The answer must consist of the records below, repeated exactly.
• • • • •
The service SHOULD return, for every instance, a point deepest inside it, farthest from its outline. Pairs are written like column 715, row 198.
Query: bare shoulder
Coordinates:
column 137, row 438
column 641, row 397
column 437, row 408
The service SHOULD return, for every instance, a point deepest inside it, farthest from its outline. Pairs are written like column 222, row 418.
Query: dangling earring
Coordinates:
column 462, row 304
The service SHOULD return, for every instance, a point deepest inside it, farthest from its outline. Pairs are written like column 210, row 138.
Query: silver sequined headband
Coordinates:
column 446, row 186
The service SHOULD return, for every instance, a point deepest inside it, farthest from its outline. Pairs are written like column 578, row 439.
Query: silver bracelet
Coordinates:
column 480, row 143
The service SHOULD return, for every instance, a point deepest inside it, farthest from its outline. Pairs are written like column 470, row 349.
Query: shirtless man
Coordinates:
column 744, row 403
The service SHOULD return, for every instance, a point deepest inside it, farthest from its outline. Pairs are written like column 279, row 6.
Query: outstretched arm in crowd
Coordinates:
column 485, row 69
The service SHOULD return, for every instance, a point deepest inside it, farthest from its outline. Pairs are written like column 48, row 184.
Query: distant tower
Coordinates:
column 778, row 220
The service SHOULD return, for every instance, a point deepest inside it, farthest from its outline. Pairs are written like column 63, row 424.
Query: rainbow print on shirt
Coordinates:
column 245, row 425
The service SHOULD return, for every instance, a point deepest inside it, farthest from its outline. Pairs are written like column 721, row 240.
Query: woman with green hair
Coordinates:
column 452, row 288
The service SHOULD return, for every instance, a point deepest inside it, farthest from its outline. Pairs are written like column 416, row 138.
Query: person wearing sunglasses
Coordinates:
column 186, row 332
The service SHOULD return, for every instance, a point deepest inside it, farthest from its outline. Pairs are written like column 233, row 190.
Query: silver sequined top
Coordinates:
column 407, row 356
• • • • •
** Task result **
The service SHOULD return, for every instance, a point deepest inside it, farthest from its outline. Pairs are written like column 715, row 198.
Query: bare shoulder
Coordinates:
column 137, row 438
column 641, row 397
column 437, row 408
The service SHOULD return, for every instance, a point deepest inside it, farthest from its outline. Pairs are written like column 222, row 418.
Query: dangling earring
Coordinates:
column 462, row 304
The service SHOULD return, for every instance, a point deepest inside it, farthest from its outline. Pairs are written like column 210, row 138.
Query: silver sequined headband
Coordinates:
column 446, row 186
The service SHOULD return, for every instance, a point deepest inside it, farthest from its outline. Pairs are written like column 578, row 439.
Query: silver bracelet
Coordinates:
column 480, row 143
The service SHOULD return, for every instance, a point deepest inside it, farthest from its outline. Pairs are written like column 470, row 349.
Query: shirtless man
Coordinates:
column 744, row 403
The service SHOULD return, for every instance, a point deepest inside it, farthest from its outline. Pairs are written like column 279, row 6.
Query: outstretched arm in crowd
Coordinates:
column 485, row 69
The service SHOULD return, for every instance, a point deepest inside it, farthest from its outline. Pairs are written like column 48, row 184.
Query: distant tower
Coordinates:
column 778, row 220
The service SHOULD return, for every instance, a point deepest inside it, farthest from its outline. Pairs are written like column 63, row 424.
Query: rainbow print on shirt
Coordinates:
column 245, row 425
The service SHOULD return, for every instance, a point deepest inside it, farthest from its outline. Pairs are written like column 721, row 240.
Query: woman with green hair
Coordinates:
column 452, row 288
The service SHOULD return, for every instance, a point deepest inside it, farthest from its outline. Pairs are written like column 416, row 138.
Query: person wearing sunglasses
Coordinates:
column 186, row 332
The service SHOULD return, for every instance, a point deepest inside it, farthest from its outline. Pairs are written like column 233, row 190.
Query: silver sequined top
Coordinates:
column 407, row 356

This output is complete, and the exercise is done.